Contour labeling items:
★ ★ ★ ★ ★

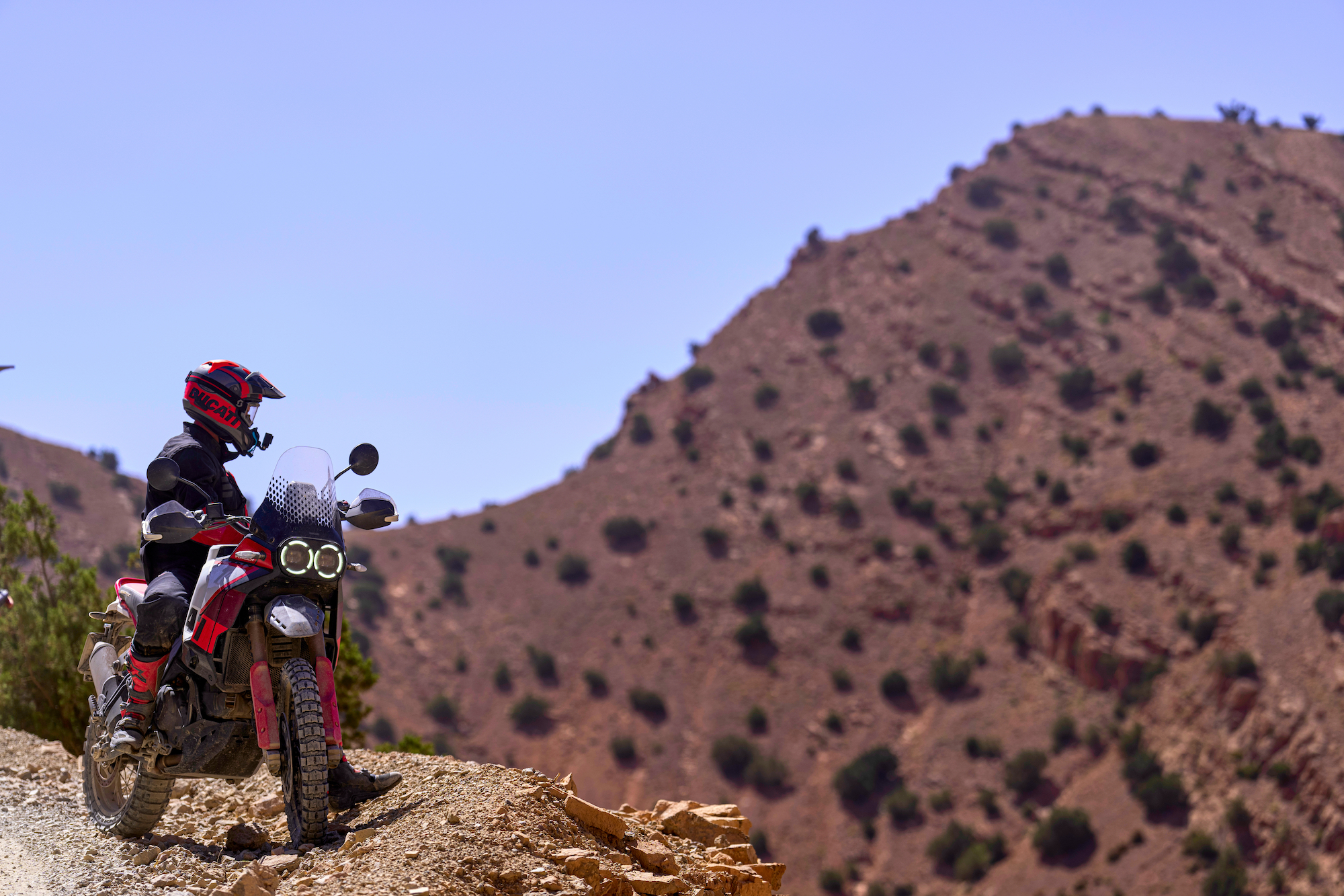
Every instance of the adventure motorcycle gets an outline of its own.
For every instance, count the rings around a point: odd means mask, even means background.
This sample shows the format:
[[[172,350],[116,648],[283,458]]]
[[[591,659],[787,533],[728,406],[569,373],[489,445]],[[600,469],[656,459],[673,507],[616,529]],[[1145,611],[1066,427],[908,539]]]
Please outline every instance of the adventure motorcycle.
[[[333,667],[341,631],[341,576],[348,564],[341,522],[380,529],[396,503],[372,488],[351,505],[336,500],[335,479],[367,476],[378,449],[358,445],[332,476],[320,448],[290,448],[276,464],[253,517],[230,517],[219,503],[191,511],[171,500],[145,514],[145,541],[211,544],[181,638],[160,674],[152,726],[134,756],[113,755],[110,736],[128,700],[126,666],[142,578],[120,578],[101,632],[89,635],[79,671],[94,682],[85,737],[83,791],[93,823],[109,834],[148,833],[168,805],[176,778],[238,783],[266,768],[282,782],[290,839],[320,844],[327,831],[327,772],[341,759]],[[160,491],[187,484],[177,464],[159,457],[146,479]],[[208,496],[207,496],[208,499]]]

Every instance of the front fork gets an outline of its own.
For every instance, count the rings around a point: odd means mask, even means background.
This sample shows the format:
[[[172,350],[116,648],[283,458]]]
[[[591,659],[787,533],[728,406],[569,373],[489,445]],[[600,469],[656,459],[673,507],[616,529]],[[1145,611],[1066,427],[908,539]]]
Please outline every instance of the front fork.
[[[253,714],[257,720],[257,745],[266,755],[266,770],[280,775],[280,721],[276,714],[276,692],[270,686],[270,666],[266,662],[266,628],[261,608],[253,607],[247,618],[247,639],[253,648],[249,673],[253,696]],[[321,632],[312,635],[308,644],[313,651],[313,671],[317,675],[317,697],[323,704],[323,728],[327,731],[327,767],[336,768],[344,756],[340,733],[340,713],[336,708],[336,675],[327,658],[327,644]]]

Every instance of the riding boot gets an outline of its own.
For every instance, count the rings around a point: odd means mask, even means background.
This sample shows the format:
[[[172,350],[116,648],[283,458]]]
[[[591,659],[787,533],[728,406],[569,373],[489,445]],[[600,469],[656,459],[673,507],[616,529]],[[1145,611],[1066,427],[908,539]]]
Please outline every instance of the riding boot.
[[[341,756],[340,764],[327,772],[327,802],[333,811],[349,809],[366,799],[382,796],[402,780],[401,772],[376,775],[355,768]]]
[[[121,718],[112,735],[112,755],[137,753],[149,731],[149,720],[155,714],[155,696],[159,693],[159,673],[168,657],[141,659],[132,650],[126,654],[130,666],[130,694],[121,705]]]

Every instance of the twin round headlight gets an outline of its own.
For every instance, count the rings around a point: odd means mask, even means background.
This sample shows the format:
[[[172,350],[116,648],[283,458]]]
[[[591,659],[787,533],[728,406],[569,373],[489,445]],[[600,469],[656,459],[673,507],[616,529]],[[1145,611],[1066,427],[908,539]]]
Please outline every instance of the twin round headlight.
[[[312,569],[323,578],[335,578],[345,569],[345,554],[336,545],[314,549],[306,541],[292,538],[280,549],[280,566],[290,576],[302,576]]]

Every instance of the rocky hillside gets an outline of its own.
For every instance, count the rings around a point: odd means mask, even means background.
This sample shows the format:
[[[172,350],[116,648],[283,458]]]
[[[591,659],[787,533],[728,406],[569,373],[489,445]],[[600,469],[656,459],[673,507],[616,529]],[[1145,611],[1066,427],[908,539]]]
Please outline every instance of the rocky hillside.
[[[83,818],[79,763],[59,744],[0,728],[0,869],[5,892],[601,893],[770,896],[785,866],[762,862],[737,806],[663,800],[610,811],[573,775],[450,757],[353,751],[402,783],[333,815],[323,844],[290,844],[278,782],[183,780],[153,834],[109,838]]]
[[[1337,888],[1344,140],[1068,116],[953,174],[583,470],[353,535],[375,732],[738,803],[800,892]]]
[[[48,505],[60,550],[97,566],[99,583],[130,574],[126,556],[138,544],[145,482],[118,474],[114,453],[83,455],[0,428],[0,486],[11,500],[31,490]]]

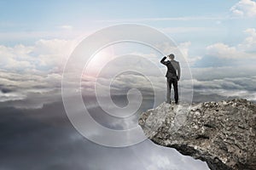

★ ★ ★ ★ ★

§ GIVEN REQUEST
Update the material above so that "rocky hillside" reads "rocky slope" wherever it occurs, keeping everything else the same. Leave the pictures out of your version.

§ ANSWER TO THE TASK
Every instance of the adventure motorcycle gets an outline of its own.
For every instance, count the rings around a point: odd means mask, even means background.
This sample shows the format:
[[[172,350],[116,648],[283,458]]]
[[[591,659],[787,533],[728,406],[569,373],[489,445]],[[600,469],[656,459],[673,507],[616,529]],[[1145,611],[1066,427],[908,539]]]
Please outline every instance of the adventure motorcycle.
[[[333,667],[341,631],[341,576],[348,564],[341,522],[380,529],[396,503],[372,488],[351,505],[336,500],[335,479],[367,476],[378,449],[358,445],[332,476],[320,448],[290,448],[276,464],[253,517],[230,517],[219,503],[191,511],[171,500],[145,514],[145,541],[211,544],[181,638],[160,674],[152,726],[134,756],[113,755],[110,736],[128,700],[126,666],[142,578],[120,578],[101,632],[89,635],[79,671],[94,682],[85,737],[83,791],[93,823],[109,834],[148,833],[168,805],[176,778],[238,783],[266,768],[282,782],[290,839],[320,844],[327,831],[327,772],[341,759]],[[160,491],[187,484],[177,464],[159,457],[146,479]],[[208,496],[207,496],[208,499]]]

Every instance of the front fork gets an outline of its own.
For every instance, count the rings around a point: odd means mask, even means background.
This sample shows the format:
[[[172,350],[116,648],[283,458]]]
[[[591,659],[787,533],[728,406],[569,373],[489,445]],[[600,469],[656,459],[673,507],[616,529]],[[1145,611],[1066,427],[908,539]]]
Please outline every instance of the front fork.
[[[253,714],[257,720],[257,745],[266,755],[266,770],[280,775],[280,721],[276,714],[276,692],[270,686],[270,666],[266,662],[266,628],[261,608],[253,607],[247,618],[247,639],[253,648],[249,673],[253,696]],[[321,632],[312,635],[308,644],[313,651],[313,671],[317,675],[317,697],[323,704],[323,728],[327,731],[327,767],[336,768],[344,756],[340,733],[340,713],[336,708],[336,675],[327,658],[327,644]]]

Every instance of the riding boot gets an outline of its own.
For every instance, count the rings around a point: odd means mask, even means background.
This sample shows the format:
[[[172,350],[116,648],[283,458]]]
[[[591,659],[787,533],[728,406],[569,373],[489,445]],[[600,469],[656,459],[673,507],[616,529]],[[1145,611],[1066,427],[908,539]]]
Please outline every instance of the riding boot.
[[[341,756],[340,764],[327,772],[327,802],[333,811],[349,809],[366,799],[382,796],[402,780],[401,772],[376,775],[355,768]]]
[[[121,718],[112,735],[112,755],[137,753],[149,731],[149,720],[155,714],[155,696],[159,693],[159,673],[168,657],[141,659],[132,650],[126,654],[130,666],[130,694],[121,705]]]

Every instance of the twin round headlight gets an outline of its own.
For every instance, count the rings around a point: odd means mask, even means background.
This sample shows the format:
[[[172,350],[116,648],[283,458]]]
[[[591,659],[787,533],[728,406],[569,373],[489,445]],[[600,469],[656,459],[673,507],[616,529]],[[1145,611],[1066,427],[908,539]]]
Please outline every instance of the twin round headlight.
[[[312,569],[323,578],[335,578],[345,569],[345,554],[336,545],[314,549],[306,541],[292,538],[280,549],[280,566],[290,576],[302,576]]]

Every instance of the rocky slope gets an outline of its own.
For every instance, count the rings around a point: odd means mask, even means background.
This sample shows the format:
[[[172,350],[116,648],[283,458]]]
[[[591,659],[787,533],[728,406],[569,373],[489,445]],[[600,469],[656,459],[673,507],[616,529]],[[1145,611],[1066,427],[908,539]]]
Please outline every instance of the rocky slope.
[[[83,818],[79,763],[59,744],[0,728],[0,869],[5,892],[601,893],[770,896],[785,866],[762,862],[737,806],[663,800],[610,811],[573,775],[450,757],[353,751],[402,783],[333,815],[323,844],[290,844],[278,782],[183,780],[153,834],[109,838]]]
[[[1337,888],[1344,140],[1068,116],[953,174],[583,470],[353,535],[375,732],[738,803],[800,892]]]
[[[48,505],[60,550],[97,566],[99,583],[130,574],[126,556],[138,544],[145,482],[118,474],[114,453],[83,455],[0,428],[0,486],[11,500],[31,490]]]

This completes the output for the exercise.